Input records:
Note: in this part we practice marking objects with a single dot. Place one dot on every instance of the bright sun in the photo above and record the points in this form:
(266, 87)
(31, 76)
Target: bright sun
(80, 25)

Task to carry out:
Retype the entries. Every line must match exactly.

Task output:
Note: in this part we practice marking objects with a single dot. Place one dot on every instance of the bright sun in the photo above and record the points in this form:
(266, 87)
(31, 76)
Target: bright sun
(80, 25)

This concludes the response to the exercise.